(Saved entries)
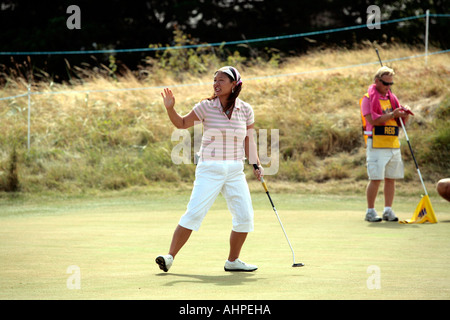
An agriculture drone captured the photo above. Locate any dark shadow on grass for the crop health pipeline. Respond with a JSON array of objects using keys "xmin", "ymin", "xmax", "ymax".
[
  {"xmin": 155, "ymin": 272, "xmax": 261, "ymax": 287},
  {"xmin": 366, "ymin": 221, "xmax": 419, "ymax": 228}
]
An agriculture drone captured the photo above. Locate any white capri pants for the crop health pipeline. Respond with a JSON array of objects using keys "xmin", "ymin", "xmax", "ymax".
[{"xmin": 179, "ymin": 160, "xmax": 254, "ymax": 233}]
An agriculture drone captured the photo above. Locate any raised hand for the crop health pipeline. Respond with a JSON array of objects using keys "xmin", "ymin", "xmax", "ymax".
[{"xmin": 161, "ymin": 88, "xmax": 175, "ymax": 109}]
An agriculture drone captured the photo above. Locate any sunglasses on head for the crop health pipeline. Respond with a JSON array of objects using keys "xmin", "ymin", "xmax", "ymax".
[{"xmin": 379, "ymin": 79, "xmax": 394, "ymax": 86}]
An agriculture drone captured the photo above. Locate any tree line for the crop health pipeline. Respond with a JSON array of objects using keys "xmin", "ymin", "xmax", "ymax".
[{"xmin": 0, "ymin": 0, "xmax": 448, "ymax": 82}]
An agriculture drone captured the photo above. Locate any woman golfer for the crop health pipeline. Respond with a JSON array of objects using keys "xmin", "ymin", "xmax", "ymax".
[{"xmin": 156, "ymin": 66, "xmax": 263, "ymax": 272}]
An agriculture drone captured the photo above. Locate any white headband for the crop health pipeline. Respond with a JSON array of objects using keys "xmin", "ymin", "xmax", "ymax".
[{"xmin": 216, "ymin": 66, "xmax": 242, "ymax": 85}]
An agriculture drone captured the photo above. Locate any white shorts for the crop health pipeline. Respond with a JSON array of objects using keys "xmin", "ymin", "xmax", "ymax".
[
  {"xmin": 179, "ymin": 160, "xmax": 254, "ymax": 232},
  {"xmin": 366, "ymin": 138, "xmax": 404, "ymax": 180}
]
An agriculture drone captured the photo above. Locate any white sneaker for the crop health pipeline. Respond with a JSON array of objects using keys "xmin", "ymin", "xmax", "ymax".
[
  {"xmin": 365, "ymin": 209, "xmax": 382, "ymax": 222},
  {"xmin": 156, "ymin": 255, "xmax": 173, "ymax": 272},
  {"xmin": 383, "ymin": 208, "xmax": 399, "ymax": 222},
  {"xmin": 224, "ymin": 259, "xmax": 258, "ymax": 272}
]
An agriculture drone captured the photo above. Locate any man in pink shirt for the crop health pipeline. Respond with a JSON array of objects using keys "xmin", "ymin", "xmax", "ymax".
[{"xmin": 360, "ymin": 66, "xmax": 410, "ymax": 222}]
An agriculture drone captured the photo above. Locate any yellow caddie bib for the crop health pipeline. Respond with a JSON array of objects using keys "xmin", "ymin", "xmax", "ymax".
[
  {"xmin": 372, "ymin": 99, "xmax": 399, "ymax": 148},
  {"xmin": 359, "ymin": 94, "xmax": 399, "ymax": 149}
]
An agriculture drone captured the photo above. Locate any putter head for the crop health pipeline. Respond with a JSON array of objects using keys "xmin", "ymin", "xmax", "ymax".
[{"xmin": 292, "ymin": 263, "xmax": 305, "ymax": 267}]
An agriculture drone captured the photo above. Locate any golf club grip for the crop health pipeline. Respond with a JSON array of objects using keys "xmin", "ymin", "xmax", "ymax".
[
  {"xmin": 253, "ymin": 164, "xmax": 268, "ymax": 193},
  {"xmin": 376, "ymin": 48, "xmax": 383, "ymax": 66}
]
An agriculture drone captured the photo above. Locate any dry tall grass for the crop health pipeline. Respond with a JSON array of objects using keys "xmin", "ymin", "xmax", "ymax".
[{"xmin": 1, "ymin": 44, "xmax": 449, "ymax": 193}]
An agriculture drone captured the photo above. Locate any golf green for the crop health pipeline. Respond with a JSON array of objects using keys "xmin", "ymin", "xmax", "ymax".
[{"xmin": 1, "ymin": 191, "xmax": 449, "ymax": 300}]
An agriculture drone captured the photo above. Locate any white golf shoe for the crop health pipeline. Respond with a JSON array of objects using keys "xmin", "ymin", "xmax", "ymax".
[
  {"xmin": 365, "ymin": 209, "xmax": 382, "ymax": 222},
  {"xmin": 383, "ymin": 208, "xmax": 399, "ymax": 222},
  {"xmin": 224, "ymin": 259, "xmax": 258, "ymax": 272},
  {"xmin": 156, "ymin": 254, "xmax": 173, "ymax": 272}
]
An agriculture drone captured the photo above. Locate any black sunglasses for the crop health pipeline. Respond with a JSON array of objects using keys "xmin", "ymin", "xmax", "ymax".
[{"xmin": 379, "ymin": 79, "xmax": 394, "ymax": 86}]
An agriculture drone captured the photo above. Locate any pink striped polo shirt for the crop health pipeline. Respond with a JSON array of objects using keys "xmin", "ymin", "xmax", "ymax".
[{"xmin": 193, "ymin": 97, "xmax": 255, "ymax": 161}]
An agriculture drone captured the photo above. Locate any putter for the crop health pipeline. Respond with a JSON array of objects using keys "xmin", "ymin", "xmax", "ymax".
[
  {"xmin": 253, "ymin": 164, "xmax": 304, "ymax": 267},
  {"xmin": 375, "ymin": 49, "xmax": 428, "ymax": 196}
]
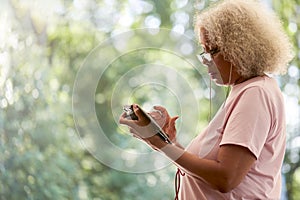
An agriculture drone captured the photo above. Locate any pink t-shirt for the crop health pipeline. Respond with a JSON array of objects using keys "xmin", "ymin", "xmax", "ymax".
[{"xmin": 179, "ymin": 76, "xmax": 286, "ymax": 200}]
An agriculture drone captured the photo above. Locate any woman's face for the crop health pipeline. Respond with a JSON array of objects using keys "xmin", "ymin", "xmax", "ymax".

...

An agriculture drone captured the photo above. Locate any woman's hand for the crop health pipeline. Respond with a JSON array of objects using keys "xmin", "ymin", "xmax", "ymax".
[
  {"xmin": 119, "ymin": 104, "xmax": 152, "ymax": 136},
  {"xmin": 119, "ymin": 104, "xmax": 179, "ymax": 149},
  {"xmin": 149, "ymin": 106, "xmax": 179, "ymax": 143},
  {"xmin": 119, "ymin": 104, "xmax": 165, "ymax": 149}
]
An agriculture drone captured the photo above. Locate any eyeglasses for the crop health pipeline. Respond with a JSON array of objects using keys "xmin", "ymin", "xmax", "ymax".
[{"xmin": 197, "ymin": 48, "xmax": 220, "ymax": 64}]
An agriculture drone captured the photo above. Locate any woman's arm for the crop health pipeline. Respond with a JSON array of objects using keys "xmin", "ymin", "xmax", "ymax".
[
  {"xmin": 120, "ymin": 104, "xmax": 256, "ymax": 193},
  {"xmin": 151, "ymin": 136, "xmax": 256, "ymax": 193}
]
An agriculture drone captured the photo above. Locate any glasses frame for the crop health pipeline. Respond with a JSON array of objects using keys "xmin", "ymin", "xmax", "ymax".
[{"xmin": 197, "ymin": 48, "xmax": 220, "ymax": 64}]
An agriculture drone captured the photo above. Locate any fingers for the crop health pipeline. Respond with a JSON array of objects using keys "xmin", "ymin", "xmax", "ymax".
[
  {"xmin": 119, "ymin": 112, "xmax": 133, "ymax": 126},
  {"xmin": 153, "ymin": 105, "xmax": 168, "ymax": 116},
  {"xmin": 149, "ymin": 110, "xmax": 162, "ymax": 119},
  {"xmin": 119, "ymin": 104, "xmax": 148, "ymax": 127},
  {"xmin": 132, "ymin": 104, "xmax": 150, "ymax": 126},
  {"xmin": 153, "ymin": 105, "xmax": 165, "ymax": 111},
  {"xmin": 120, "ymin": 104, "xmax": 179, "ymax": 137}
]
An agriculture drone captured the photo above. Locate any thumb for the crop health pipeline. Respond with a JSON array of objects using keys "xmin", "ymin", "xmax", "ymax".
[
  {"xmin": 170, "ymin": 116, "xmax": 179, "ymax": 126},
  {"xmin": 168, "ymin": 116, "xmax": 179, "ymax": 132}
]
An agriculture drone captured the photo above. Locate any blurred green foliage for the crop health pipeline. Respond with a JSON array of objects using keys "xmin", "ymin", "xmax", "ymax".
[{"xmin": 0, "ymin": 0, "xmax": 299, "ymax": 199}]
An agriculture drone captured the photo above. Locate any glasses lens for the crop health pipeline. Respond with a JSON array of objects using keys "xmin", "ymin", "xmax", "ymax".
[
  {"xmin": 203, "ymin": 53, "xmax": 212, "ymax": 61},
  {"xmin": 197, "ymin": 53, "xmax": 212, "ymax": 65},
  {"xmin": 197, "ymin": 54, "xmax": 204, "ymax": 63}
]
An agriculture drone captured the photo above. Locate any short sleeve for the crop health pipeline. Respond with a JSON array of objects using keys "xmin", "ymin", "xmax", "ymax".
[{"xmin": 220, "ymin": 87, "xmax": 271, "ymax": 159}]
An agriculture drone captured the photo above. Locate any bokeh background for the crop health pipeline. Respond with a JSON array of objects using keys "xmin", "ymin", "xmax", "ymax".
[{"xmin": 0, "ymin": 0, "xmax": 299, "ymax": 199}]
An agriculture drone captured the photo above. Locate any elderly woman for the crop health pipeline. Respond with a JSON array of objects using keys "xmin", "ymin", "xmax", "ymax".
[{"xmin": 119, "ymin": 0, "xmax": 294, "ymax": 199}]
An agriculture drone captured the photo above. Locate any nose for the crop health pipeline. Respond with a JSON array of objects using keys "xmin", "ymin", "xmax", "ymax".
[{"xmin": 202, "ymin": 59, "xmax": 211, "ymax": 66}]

==

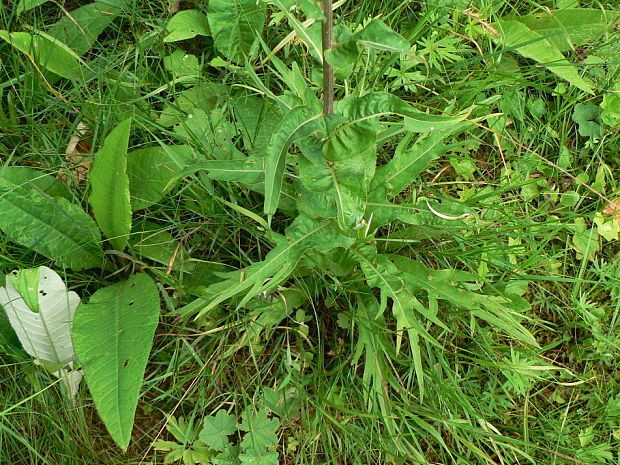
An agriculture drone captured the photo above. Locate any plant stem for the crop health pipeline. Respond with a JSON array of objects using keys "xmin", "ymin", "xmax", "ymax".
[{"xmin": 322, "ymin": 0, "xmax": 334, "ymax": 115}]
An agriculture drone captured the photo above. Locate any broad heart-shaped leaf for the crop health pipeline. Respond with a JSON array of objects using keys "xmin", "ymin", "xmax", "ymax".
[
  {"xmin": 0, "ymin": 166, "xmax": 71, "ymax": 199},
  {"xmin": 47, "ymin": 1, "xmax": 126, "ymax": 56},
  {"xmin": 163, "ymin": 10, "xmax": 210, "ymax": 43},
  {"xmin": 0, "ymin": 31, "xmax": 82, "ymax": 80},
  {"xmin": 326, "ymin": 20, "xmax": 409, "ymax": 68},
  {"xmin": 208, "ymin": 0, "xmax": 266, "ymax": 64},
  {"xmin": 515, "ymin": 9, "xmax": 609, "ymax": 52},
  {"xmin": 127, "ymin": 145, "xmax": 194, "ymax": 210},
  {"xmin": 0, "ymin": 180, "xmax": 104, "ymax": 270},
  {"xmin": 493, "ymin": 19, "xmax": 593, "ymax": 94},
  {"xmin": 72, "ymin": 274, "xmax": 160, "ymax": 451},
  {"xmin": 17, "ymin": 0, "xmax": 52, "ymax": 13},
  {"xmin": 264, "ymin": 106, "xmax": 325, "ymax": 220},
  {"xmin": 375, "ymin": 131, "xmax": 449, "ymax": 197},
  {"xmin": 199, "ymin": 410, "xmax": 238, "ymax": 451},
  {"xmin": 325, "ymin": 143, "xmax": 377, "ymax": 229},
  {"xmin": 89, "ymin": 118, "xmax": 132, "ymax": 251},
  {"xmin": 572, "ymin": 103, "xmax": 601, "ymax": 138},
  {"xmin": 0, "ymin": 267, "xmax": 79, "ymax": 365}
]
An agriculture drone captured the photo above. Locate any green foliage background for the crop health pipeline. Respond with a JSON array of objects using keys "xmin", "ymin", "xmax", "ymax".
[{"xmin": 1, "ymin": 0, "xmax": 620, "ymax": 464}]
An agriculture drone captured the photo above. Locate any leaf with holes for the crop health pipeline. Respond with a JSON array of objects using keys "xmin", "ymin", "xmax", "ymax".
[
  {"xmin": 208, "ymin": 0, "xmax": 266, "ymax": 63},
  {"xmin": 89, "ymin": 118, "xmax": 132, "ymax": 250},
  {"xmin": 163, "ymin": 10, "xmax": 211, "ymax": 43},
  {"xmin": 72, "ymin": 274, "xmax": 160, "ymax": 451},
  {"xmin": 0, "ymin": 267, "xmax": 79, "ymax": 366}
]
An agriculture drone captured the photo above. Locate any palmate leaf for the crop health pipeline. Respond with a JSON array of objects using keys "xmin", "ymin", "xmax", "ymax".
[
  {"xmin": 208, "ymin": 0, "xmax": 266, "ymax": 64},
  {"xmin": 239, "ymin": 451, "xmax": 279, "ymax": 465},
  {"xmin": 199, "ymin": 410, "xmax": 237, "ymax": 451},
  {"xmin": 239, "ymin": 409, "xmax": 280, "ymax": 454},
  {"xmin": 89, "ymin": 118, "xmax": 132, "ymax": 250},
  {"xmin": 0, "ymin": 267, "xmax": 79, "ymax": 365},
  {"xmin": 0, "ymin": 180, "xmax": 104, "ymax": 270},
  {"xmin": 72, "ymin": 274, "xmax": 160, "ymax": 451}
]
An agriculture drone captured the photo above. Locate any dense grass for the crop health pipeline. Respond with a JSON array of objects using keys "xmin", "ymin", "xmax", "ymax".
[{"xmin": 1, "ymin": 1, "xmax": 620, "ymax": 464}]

◆ Task instructions
Using the data above, transcribe exactly the lines between those containing "An agriculture drone captured the photo above. Locate any black" and "any woman's face", inclusive, and leave every picture behind.

◆ Task answer
An agriculture drone captured the photo above. Locate any black sunglasses for the crop health pipeline. Respond with a JSON array of objects using keys "xmin", "ymin", "xmax", "ymax".
[{"xmin": 379, "ymin": 79, "xmax": 394, "ymax": 86}]
An agriculture drone captured the photo above. Locate any pink striped polo shirt for the crop health pipeline. Respond with a JSON array of objects using keys "xmin", "ymin", "xmax", "ymax".
[{"xmin": 193, "ymin": 97, "xmax": 255, "ymax": 161}]
An agriculture drone captured the photo above. Locate any putter for the crop health pipeline. Respond with a JSON array of objects using keys "xmin", "ymin", "xmax", "ymax".
[
  {"xmin": 253, "ymin": 164, "xmax": 304, "ymax": 267},
  {"xmin": 375, "ymin": 49, "xmax": 428, "ymax": 196}
]
An agriculture drone captured the photo above. Locate any pink t-shirt for the crop health pipeline. Respond with a JSON array of objects using keys "xmin", "ymin", "xmax", "ymax".
[{"xmin": 179, "ymin": 76, "xmax": 286, "ymax": 200}]
An agriculture drone captured the photo above. Locate any woman's face for the crop health pipeline. Respond with a JSON array of objects using keys "xmin", "ymin", "xmax", "ymax".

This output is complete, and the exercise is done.